*Problem*.
Update the material below by changing every "Indicate" to "Mark" and keeping all else the same. Leave the pictures out of your answer.

*Source records*.

Begin

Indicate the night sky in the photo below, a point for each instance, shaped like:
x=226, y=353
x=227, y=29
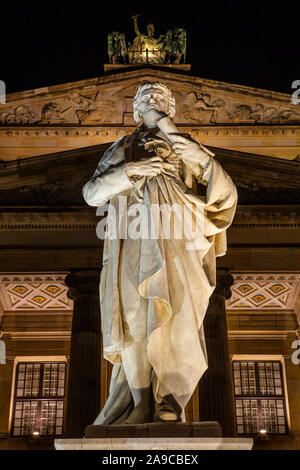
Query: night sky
x=247, y=43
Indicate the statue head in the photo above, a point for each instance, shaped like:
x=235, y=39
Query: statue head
x=150, y=29
x=167, y=105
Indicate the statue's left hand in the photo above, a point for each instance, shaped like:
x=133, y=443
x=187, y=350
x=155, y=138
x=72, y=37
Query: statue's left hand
x=190, y=150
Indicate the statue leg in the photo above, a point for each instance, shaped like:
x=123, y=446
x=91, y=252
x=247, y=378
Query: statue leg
x=138, y=374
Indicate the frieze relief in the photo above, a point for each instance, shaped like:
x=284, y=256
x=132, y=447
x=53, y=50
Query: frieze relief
x=109, y=105
x=203, y=108
x=76, y=108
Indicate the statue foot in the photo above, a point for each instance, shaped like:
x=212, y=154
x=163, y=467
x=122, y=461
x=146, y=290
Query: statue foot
x=165, y=413
x=138, y=416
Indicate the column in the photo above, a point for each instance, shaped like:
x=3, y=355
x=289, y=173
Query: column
x=215, y=388
x=83, y=401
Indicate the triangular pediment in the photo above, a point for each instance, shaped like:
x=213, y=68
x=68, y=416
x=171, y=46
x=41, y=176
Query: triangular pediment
x=107, y=100
x=259, y=179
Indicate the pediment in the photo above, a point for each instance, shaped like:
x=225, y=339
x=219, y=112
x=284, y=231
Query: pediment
x=41, y=180
x=107, y=101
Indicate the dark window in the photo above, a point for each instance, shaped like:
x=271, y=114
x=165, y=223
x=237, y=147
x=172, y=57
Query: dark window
x=39, y=399
x=259, y=397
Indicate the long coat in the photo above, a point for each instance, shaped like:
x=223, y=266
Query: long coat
x=176, y=275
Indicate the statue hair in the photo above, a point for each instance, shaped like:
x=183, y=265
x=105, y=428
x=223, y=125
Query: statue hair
x=136, y=100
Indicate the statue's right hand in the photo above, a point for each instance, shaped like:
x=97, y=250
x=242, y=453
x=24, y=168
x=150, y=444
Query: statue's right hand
x=148, y=167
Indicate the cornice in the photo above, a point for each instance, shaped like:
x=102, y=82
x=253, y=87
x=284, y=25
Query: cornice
x=84, y=218
x=150, y=72
x=119, y=131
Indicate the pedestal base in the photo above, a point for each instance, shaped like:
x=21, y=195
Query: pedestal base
x=159, y=443
x=158, y=429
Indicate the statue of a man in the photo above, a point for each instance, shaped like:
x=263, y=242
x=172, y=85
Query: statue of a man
x=145, y=47
x=154, y=291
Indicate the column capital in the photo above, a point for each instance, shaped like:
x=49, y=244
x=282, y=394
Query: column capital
x=224, y=282
x=83, y=282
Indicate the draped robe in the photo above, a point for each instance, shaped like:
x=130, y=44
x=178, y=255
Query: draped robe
x=173, y=280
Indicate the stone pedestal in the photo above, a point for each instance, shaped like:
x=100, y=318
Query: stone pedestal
x=154, y=430
x=83, y=402
x=158, y=443
x=215, y=388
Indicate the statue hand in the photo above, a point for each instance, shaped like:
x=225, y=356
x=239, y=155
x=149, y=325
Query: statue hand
x=190, y=150
x=152, y=116
x=148, y=167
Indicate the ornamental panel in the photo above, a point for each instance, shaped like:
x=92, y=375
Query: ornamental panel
x=21, y=292
x=264, y=291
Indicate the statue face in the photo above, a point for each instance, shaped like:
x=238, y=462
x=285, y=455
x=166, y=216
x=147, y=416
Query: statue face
x=150, y=29
x=153, y=98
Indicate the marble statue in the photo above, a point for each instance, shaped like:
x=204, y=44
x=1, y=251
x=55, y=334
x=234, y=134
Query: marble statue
x=154, y=291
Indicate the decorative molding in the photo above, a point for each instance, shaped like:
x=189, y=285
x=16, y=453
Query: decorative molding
x=264, y=291
x=119, y=131
x=85, y=218
x=108, y=100
x=42, y=292
x=252, y=334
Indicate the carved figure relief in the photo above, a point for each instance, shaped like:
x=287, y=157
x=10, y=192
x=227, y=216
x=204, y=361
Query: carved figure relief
x=19, y=115
x=202, y=108
x=93, y=111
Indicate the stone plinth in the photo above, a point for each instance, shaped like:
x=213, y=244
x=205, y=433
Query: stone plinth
x=155, y=430
x=156, y=443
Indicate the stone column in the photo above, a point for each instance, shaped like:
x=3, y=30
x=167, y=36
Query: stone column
x=83, y=401
x=215, y=388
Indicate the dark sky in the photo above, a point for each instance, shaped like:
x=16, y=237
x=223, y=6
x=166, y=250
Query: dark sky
x=248, y=43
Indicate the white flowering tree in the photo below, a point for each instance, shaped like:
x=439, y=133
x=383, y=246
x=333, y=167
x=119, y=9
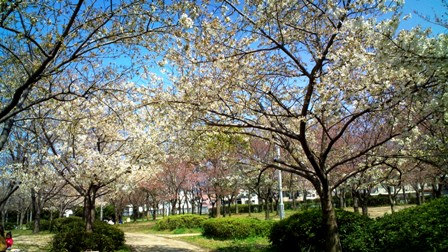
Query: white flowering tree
x=94, y=142
x=43, y=43
x=307, y=73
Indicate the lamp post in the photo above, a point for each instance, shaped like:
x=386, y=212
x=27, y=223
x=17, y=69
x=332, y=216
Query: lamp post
x=280, y=193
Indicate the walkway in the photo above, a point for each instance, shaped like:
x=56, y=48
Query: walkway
x=157, y=243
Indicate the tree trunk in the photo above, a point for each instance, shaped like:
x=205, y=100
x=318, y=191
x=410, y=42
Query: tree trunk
x=89, y=208
x=218, y=207
x=266, y=209
x=355, y=201
x=329, y=223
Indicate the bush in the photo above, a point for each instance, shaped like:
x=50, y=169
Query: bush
x=73, y=237
x=303, y=231
x=181, y=221
x=236, y=228
x=45, y=225
x=420, y=228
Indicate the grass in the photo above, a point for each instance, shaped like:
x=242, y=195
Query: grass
x=25, y=240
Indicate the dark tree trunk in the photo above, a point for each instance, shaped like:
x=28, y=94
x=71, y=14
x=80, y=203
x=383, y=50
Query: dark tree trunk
x=329, y=223
x=89, y=207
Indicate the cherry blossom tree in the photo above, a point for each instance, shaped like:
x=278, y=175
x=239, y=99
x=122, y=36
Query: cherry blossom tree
x=307, y=73
x=42, y=45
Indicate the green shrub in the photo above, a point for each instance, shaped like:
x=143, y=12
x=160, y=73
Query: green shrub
x=420, y=228
x=180, y=221
x=60, y=224
x=45, y=225
x=303, y=231
x=73, y=237
x=236, y=228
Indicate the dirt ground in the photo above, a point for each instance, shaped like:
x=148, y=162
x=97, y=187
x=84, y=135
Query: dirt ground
x=137, y=241
x=156, y=243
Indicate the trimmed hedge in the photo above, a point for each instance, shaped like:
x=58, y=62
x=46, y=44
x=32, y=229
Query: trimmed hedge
x=420, y=228
x=236, y=228
x=71, y=236
x=181, y=221
x=303, y=231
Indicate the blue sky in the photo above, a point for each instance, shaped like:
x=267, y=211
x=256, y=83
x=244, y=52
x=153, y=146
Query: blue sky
x=427, y=8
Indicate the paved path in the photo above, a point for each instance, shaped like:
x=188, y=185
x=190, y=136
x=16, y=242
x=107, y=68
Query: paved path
x=157, y=243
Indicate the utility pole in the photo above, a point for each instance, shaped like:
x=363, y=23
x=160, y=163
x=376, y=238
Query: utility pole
x=280, y=188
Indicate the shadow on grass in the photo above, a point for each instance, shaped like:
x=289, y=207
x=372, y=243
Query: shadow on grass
x=247, y=248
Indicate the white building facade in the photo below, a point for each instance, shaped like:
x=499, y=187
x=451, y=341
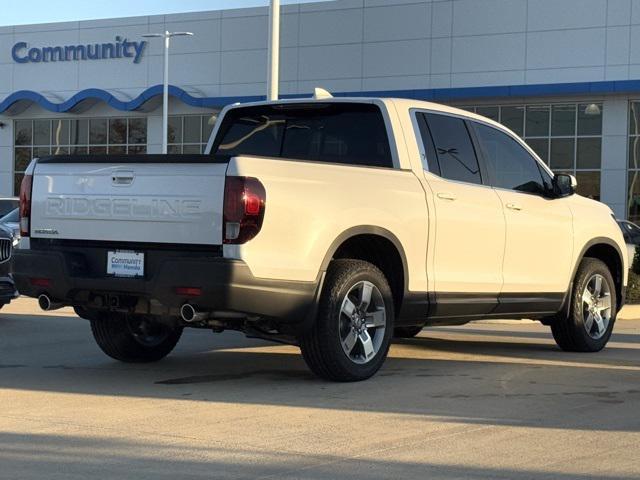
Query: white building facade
x=563, y=74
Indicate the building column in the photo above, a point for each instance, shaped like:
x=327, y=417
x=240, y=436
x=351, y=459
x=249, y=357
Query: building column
x=154, y=133
x=613, y=180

End

*Expected output*.
Mark the night sky in the photo below, a point for each instance, shaped like:
x=226, y=353
x=227, y=29
Query: night sky
x=247, y=43
Mark the statue head in the photo above, a point for each instance, shaped like:
x=235, y=39
Query: statue head
x=150, y=29
x=167, y=105
Mark the statue's left hand in the photo above, a point for each instance, shaped like:
x=133, y=443
x=187, y=350
x=155, y=138
x=72, y=37
Query: statue's left hand
x=190, y=150
Mark the statue leg in the photo above, a point for each instance, shaped like:
x=123, y=446
x=91, y=252
x=247, y=378
Query: statue leg
x=138, y=374
Mark the frieze relief in the photo above, a point for each instance, shaped like:
x=284, y=256
x=132, y=447
x=53, y=50
Query: frieze relief
x=109, y=105
x=203, y=108
x=76, y=108
Mark the statue foot in the photo above, a point for each instance, shaped like:
x=212, y=154
x=163, y=467
x=122, y=461
x=146, y=290
Query: statue foot
x=165, y=413
x=138, y=416
Mark the column in the photo above, a point for each instance, shaped like:
x=3, y=355
x=289, y=173
Query: column
x=215, y=388
x=83, y=401
Mark the triangular pediment in the photo above, a point for each instance, shaped like:
x=213, y=68
x=68, y=416
x=171, y=46
x=41, y=176
Query: triangular pediment
x=107, y=100
x=259, y=179
Mark the pediment in the photo above, a point for each instance, shaped like:
x=225, y=339
x=219, y=112
x=284, y=231
Query: pediment
x=41, y=180
x=107, y=101
Mark the dark window in the photo above, a point for each instance, shaped like:
x=271, y=114
x=165, y=223
x=237, y=147
x=172, y=57
Query: dark window
x=39, y=399
x=259, y=397
Mark the long coat in the photo above, a point for each instance, shaped like:
x=223, y=266
Query: long coat
x=176, y=275
Mark the statue hair in the photo above, a point for each instance, shaped like:
x=183, y=265
x=105, y=428
x=223, y=125
Query: statue hair
x=136, y=100
Mark the statue's right hand in the photo above, a point for each instance, shaped like:
x=97, y=250
x=242, y=453
x=24, y=168
x=150, y=444
Query: statue's right hand
x=148, y=167
Mark the cornice in the photo above, a point for each instance, shaped like:
x=102, y=82
x=253, y=87
x=284, y=25
Query: cornice
x=84, y=218
x=150, y=72
x=119, y=131
Mark the pedestal base in the photo above, a point for each instance, shaped like:
x=21, y=195
Query: pedestal base
x=159, y=443
x=158, y=429
Mark the statue of a man in the photo above, a point for each instance, shaped like:
x=263, y=242
x=172, y=85
Query: statue of a man
x=145, y=47
x=154, y=291
Mark the column capital in the photo above, a point for each instance, shaped like:
x=49, y=244
x=282, y=394
Query: column capital
x=224, y=282
x=83, y=282
Mark the draped robe in the photo above, a point for each instance, shaped like:
x=130, y=44
x=178, y=255
Query: draped robe
x=173, y=280
Mark the stone pedestal in the photo above, a point for each instance, shaped like:
x=100, y=318
Query: stone pedestal
x=154, y=430
x=83, y=402
x=158, y=443
x=215, y=388
Mark the statue hand in the photo above, a point for each instance, shaped like:
x=225, y=356
x=239, y=155
x=149, y=325
Query: statue hand
x=190, y=150
x=152, y=116
x=148, y=167
Mark the ornamental panel in the photo above, a point for each instance, shaped like:
x=92, y=375
Query: ornamental panel
x=21, y=292
x=264, y=291
Mark the statue face in the photo above, a point for each instance, shaped like:
x=238, y=462
x=285, y=455
x=166, y=216
x=147, y=416
Query: statue face
x=150, y=29
x=153, y=98
Mark the marble statue in the photo above, a point for each instance, shaped like:
x=204, y=44
x=1, y=251
x=55, y=334
x=234, y=134
Query: marble statue
x=154, y=291
Mark the decorative molding in the photo above, a point for each instance, shaped like:
x=189, y=285
x=16, y=453
Query: decorative molding
x=264, y=291
x=119, y=131
x=85, y=218
x=108, y=100
x=42, y=292
x=252, y=334
Mark the carved figure relief in the photo above, a point for each instance, shaped like:
x=287, y=157
x=10, y=192
x=227, y=216
x=204, y=361
Query: carved figure relief
x=19, y=115
x=202, y=108
x=93, y=111
Mark the stone plinth in the photo above, a point for each instance, shaped like:
x=213, y=244
x=205, y=433
Query: stone plinth
x=155, y=430
x=156, y=443
Mark the stone column in the photo above, a point for each instance, shaped like:
x=3, y=30
x=167, y=36
Query: stone column
x=83, y=401
x=215, y=388
Mark the dark sky in the photo above, a point for each instance, shaped like:
x=16, y=237
x=223, y=6
x=166, y=250
Query: dark sky
x=248, y=43
Mark the white flowering tree in the photo below, a point for each instance, shaped like:
x=439, y=133
x=383, y=246
x=333, y=167
x=119, y=9
Query: white flowering tree
x=94, y=142
x=43, y=43
x=307, y=73
Mark the lamp post in the photo above, a point for each instance, shaped like:
x=386, y=212
x=27, y=223
x=17, y=69
x=332, y=216
Query: lamp post
x=280, y=193
Mark the walkway in the photo above, a point for each instance, shaped like:
x=56, y=48
Query: walkway
x=157, y=243
Mark the tree trunk in the photo above, a point for each instance, shaped like:
x=205, y=100
x=318, y=191
x=410, y=42
Query: tree trunk
x=89, y=208
x=218, y=207
x=266, y=209
x=355, y=201
x=329, y=223
Mark the bush in the photo above, a point for each instance, shaped like:
x=50, y=169
Query: bush
x=73, y=237
x=303, y=231
x=181, y=221
x=236, y=228
x=45, y=225
x=420, y=228
Mark the grass in the photo above, a point for each instance, shaped like:
x=242, y=195
Query: grass
x=25, y=240
Mark the dark tree trunk in the photo above, a point for each instance, shaped like:
x=28, y=94
x=71, y=14
x=80, y=203
x=383, y=50
Query: dark tree trunk
x=329, y=223
x=89, y=207
Mark the cherry blossom tree in the photo above, a point for each instance, shaped like:
x=278, y=175
x=239, y=99
x=122, y=36
Query: cherry blossom tree
x=307, y=73
x=42, y=45
Mark the green shrub in the photo above, a point for each instance, shaped like:
x=143, y=12
x=160, y=73
Query: green shrub
x=420, y=228
x=180, y=221
x=60, y=224
x=45, y=225
x=303, y=231
x=73, y=237
x=236, y=228
Mark the dirt ground in the photo above, a point for each instance, shaped like:
x=148, y=162
x=97, y=187
x=84, y=135
Query: dirt ground
x=137, y=241
x=156, y=243
Mark the trimmed hedge in the photo above, a point for each instance, shaped like:
x=58, y=62
x=46, y=44
x=32, y=229
Query: trimmed hedge
x=420, y=228
x=236, y=228
x=71, y=236
x=181, y=221
x=303, y=231
Mark the blue sky in the photo above, a point for each instance, shaped like:
x=267, y=211
x=256, y=83
x=244, y=52
x=153, y=146
Query: blue sky
x=427, y=8
Mark the paved path in the photo above, a point for each instance, shaped like:
x=188, y=185
x=190, y=136
x=16, y=242
x=107, y=68
Query: paved path
x=157, y=243
Mark the utility pole in the photo above, a point for each instance, shaped like:
x=363, y=23
x=160, y=163
x=376, y=238
Query: utility pole
x=280, y=188
Mark the shadow on grass in the photo above, a point for each instance, shaped like:
x=289, y=207
x=372, y=243
Query: shadow on grass
x=247, y=248
Mark the white building facade in the photo below, a point for each instance, shaped like:
x=499, y=187
x=451, y=341
Query: white building facade
x=563, y=74
Mark the building column in the photo above, a point for each instance, shaped like:
x=327, y=417
x=240, y=436
x=351, y=459
x=249, y=357
Query: building column
x=154, y=133
x=613, y=180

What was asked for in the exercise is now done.